# Solve this service call



## 480sparky (Sep 20, 2007)

Tanning salon installed a new bed. It quit working right after installation. Bed installer comes out and says the problem is electrical.

So:

400a Square D QOB panel has been installed for all the beds. Some are 3-phase, most are single phase. Panel label says 120/208 3ph 4-wire.

Bed has nameplate of 230volts, 31 amps. Previous electrician had installed a small buck/boost transformer in electrical room. According to wiring diagram, it has been connected correctly.

Voltage at receptacle next to bed:

L1-L2: 232v
L1-G: 112v
L2-G: 242v


:001_huh::001_huh::001_huh::001_huh::001_huh:


----------



## BBQ (Nov 16, 2010)

I would continue to question the connections at the buck boost as there are about a dozen diagrams for them.

I might also put a load on the circuit and take the measurements again to make sure you are not picking up ghosts. (Unless your meter loads the circuit already)

■ ■ ■ ■ ■ ■ ■

**TASK:** In the service call thread, reproduce the passage from "Tanning salon installed" up to and including "120/208 3ph 4-wire.", swapping "Tanning salon" for "Day spa".

**RECORDS SUPPLIED:**
■ ■ ■ ■ ■ ■ ■

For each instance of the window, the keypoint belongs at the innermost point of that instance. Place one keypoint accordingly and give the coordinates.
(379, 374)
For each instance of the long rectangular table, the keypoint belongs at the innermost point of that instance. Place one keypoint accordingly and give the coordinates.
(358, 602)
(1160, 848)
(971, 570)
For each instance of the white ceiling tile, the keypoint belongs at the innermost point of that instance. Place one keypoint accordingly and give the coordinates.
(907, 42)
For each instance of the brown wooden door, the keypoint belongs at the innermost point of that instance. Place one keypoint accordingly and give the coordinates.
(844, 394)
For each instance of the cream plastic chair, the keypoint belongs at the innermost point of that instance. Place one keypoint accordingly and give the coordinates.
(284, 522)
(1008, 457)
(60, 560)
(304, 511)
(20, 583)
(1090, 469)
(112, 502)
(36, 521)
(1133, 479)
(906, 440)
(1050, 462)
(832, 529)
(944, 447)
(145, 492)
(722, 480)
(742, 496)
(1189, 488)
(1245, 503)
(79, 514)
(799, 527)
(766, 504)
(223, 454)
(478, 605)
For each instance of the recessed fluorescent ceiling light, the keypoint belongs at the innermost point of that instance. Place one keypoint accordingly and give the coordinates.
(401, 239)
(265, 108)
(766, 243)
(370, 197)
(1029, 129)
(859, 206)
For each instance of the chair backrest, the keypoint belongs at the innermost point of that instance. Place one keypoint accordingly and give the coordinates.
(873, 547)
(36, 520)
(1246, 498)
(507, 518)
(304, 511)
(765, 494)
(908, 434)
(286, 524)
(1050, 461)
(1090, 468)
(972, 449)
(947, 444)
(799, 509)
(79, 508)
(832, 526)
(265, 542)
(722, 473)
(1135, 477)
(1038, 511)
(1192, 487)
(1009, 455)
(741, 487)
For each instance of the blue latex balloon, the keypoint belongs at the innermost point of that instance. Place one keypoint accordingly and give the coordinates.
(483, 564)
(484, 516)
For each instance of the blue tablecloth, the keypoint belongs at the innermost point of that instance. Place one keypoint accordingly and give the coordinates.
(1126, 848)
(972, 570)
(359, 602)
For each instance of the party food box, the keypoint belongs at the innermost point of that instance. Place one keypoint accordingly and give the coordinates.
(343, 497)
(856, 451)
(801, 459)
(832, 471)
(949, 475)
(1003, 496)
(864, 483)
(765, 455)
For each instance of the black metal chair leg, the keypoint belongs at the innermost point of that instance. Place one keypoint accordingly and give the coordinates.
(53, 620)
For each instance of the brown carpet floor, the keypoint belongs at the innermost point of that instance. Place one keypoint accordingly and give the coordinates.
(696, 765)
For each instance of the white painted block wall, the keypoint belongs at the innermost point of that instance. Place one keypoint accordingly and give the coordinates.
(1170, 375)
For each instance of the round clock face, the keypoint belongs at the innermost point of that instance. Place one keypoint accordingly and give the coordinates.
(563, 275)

■ ■ ■ ■ ■ ■ ■

**EXERCISE OUTPUT:**
Day spa installed a new bed. It quit working right after installation. Bed installer comes out and says the problem is electrical.

So:

400a Square D QOB panel has been installed for all the beds. Some are 3-phase, most are single phase. Panel label says 120/208 3ph 4-wire.